# Brief
Return exactly the lines below, starting with the one that has "action | put a dot on each instance of the green" and going on through the one that has "query | caramel colored filling layer".

# Available data
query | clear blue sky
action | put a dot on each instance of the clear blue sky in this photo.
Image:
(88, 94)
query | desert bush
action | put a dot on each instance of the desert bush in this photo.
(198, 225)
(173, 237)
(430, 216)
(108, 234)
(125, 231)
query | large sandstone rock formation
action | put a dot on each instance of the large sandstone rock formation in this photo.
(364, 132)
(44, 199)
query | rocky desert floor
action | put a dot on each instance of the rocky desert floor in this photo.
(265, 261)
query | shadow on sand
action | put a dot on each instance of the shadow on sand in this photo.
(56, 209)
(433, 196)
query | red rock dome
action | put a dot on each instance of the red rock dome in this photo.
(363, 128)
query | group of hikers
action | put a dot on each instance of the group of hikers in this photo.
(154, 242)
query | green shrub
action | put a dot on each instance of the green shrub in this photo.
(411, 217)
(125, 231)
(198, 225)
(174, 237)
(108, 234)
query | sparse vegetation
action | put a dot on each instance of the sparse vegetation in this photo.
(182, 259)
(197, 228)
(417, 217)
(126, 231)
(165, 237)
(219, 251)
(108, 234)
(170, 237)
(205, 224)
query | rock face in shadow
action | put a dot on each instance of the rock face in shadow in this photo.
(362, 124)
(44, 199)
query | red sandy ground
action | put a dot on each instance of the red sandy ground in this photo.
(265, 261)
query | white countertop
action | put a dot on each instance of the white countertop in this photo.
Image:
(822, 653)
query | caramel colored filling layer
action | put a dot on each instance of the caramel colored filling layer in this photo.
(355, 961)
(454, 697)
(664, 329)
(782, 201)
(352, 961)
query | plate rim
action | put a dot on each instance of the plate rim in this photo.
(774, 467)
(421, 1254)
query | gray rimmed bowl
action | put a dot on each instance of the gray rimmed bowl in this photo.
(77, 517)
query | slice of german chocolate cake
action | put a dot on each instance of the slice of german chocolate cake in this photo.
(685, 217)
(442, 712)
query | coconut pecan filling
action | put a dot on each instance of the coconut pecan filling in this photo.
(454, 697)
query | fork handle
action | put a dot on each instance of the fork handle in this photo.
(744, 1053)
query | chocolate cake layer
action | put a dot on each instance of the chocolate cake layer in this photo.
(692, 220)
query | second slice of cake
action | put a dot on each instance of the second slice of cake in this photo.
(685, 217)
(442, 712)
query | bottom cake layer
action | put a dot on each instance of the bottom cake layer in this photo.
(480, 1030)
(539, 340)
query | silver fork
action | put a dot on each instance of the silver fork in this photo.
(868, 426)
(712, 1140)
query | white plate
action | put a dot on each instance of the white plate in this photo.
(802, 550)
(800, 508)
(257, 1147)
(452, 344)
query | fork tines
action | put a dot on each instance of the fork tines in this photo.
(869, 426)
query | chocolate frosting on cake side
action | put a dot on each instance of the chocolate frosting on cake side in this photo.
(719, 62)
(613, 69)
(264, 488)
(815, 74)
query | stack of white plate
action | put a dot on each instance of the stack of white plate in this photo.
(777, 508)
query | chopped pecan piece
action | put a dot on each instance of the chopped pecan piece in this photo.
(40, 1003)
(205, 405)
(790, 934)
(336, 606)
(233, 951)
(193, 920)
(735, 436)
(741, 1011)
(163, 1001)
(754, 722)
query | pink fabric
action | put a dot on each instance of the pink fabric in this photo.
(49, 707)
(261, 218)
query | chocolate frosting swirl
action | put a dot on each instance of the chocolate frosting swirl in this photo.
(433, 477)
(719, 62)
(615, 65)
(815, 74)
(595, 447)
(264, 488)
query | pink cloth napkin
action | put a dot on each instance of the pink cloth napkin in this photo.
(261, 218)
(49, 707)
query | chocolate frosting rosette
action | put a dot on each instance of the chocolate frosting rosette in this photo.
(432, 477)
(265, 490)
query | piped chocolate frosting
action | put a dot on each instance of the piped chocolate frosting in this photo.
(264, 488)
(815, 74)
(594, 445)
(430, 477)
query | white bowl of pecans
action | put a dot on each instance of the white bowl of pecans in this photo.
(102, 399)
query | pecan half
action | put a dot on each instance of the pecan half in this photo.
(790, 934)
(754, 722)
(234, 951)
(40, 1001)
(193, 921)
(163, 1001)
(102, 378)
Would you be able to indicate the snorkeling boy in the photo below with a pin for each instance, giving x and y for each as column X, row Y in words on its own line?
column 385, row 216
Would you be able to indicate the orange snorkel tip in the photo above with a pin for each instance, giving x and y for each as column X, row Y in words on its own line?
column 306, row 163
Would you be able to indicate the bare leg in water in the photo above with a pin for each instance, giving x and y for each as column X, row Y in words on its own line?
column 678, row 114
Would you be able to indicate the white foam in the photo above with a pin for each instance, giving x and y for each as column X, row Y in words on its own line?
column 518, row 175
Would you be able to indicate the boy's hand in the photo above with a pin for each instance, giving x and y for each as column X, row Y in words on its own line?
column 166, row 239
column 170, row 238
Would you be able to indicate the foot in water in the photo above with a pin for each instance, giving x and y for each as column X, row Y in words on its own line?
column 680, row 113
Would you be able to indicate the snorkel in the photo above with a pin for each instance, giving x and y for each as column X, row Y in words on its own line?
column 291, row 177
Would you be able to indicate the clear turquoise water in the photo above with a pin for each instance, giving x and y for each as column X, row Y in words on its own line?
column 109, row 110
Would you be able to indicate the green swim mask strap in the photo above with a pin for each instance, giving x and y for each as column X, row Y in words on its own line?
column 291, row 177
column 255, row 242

# Task response
action | put a dot on each instance of the green shrub in this photo.
(411, 217)
(125, 231)
(198, 225)
(174, 237)
(108, 234)
query | sparse vegetation
action | put a dot on each instance of the sparse vegetation in this photo.
(182, 259)
(197, 228)
(417, 217)
(126, 231)
(165, 237)
(219, 251)
(108, 234)
(170, 237)
(205, 224)
query | rock face in shadow
action | put a dot on each instance of the rock face in shadow in this photo.
(362, 124)
(44, 199)
query | red sandy ground
action | put a dot on each instance of the red sandy ground in this photo.
(265, 261)
query | white countertop
action | put a dot on each instance of the white countertop in this photo.
Image:
(822, 653)
query | caramel colored filling layer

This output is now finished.